Exercise set:
A – Using the linked list thread, decide whether each statement is true: (i) the LinkedList constructor sets currentIndex to -1; (ii) the question was answered on the same day it was asked; (iii) the test class reads keyboard input through a Scanner named input. For each, answer yes or no and quote the words that settle it.
B – According to the linked list thread, what is the asker unsure how to do?
C – Copy the linked list thread from "public class LinkedListTest" to "at 22:26 Comment(8)", substituting "input" for "keyboard".

Document:
[BEGIN]
How do I add objects into a linked list?

Asked 7/3, 2013 at 22:26 Answered 7/3, 2013 at 22:55

Solved java linked-list doubly-linked-list

I have been working on a project where I must implement a java class that implements the use of doubly linked lists. I have the LinkedList class finished with all my methods. I'm just unsure how to actually add node objects into the list. Here is my code so far with test at the bottom. Any help would be appreciated. Thanks

public class LinkedList {

    private Node first;
    private Node current;
    private Node last;
    private int currentIndex;
    private int numElements;

    public LinkedList() {
        this.first = null;
        this.last = null;
        this.numElements = 0;
        this.current = null;
        this.currentIndex = -1;
    }

    private class Node {

        Node next;
        Node previous;
        Object data;
    }

    public boolean hasNext() {
        return (current != null && current.next != null);
    }

    public Object next() {
        if (!this.hasNext()) {
            throw new IllegalStateException("No next");
        }

        current = current.next;
        return current.data;

    }

    public boolean hasPrevious() {
        return (current != null && current.previous != null);

    }

    public Object previous() {
        if (!this.hasPrevious()) {
            throw new IllegalStateException("No previous");
        }
        current = current.previous;
        return current.data;

    }

   int nextIndex() {
        int index = numElements;
        if (hasNext()) {
            index = this.currentIndex + 1;
        }
        System.out.println(index + "The current index is " + current);
        return index;
    }

    int previousIndex() {
        int index = -1;
        if (hasPrevious()) {
            index = this.currentIndex - 1;
        }
        System.out.println(index + "The current index is " + current);
        return index;
    }

    public void set(Object o) {
        if (this.current == null) {
            throw new IllegalStateException("No node found, cannot set.");
        }
        current.data = o;
    }

    public int size() {
        return numElements;
    }

    public void add(Object o) {       
        Node newNode = new Node();
        newNode.data = o;
        if (first == null) {
            first = newNode;
            last = newNode;
            newNode.next = null;

        } else if (first != null) {
            if (current == null) {
                newNode.previous = null;
                newNode.next = first;
                first.previous = newNode;
                first = newNode;
            } else if (current == last) {
                newNode.previous = current;
                newNode.next = null;
                current.next = newNode;
                last = newNode;
            } else {
                newNode.previous = current;
                newNode.next = current.next;
                current.next.previous = newNode;
                current.next = newNode;
            }
        }
        current = newNode;
        numElements++;
        currentIndex++;

    }

    public void remove() {
        if (current != null) {
            if (current == first && current == last) {
                first = null;
                last = null;
            } else if (current == last) {
                current.previous = null;
                last = current.previous;
            } else if (current == last) {
                current.previous.next = null;
                last = current.previous;
            } else {
                current.previous.next = current.next;
                current.next.previous = current.previous;
            }
            current = current.next;
            numElements--;
        }
    }
}



import java.util.Scanner;


public class LinkedListTest {
    public static void main(String[] args) {
        Scanner keyboard = new Scanner(System.in);
        String name;
        int index;

        LinkedList<Object> listOne = new LinkedList<Object>();

        listOne.add(object o);

    }
}

Efface answered 7/3, 2013 at 22:26 Comment(8)
[END]
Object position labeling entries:
[BEGIN]
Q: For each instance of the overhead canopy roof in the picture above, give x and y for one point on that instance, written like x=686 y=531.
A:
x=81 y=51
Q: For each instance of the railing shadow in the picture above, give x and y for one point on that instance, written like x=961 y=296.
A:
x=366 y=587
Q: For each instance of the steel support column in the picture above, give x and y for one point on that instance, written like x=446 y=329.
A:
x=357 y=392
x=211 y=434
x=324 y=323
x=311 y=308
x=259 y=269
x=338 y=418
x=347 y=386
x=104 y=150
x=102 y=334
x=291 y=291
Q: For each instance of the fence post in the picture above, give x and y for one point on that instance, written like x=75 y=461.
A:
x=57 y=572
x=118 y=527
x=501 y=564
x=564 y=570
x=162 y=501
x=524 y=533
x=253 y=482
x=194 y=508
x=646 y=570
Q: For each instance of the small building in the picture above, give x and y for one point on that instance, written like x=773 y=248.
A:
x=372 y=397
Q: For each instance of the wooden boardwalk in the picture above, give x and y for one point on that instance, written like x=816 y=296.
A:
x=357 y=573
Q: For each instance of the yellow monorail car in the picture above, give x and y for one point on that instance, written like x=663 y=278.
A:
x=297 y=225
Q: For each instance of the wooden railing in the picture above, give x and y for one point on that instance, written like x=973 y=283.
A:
[END]
Results of the tasks:
A –
(i) Yes: "this.currentIndex = -1;"
(ii) Yes: "Asked 7/3, 2013 at 22:26 Answered 7/3, 2013 at 22:55"
(iii) No: "Scanner keyboard = new Scanner(System.in);"

B – How to actually add node objects into the list.

C –
public class LinkedListTest {
    public static void main(String[] args) {
        Scanner input = new Scanner(System.in);
        String name;
        int index;

        LinkedList<Object> listOne = new LinkedList<Object>();

        listOne.add(object o);

    }
}

Efface answered 7/3, 2013 at 22:26 Comment(8)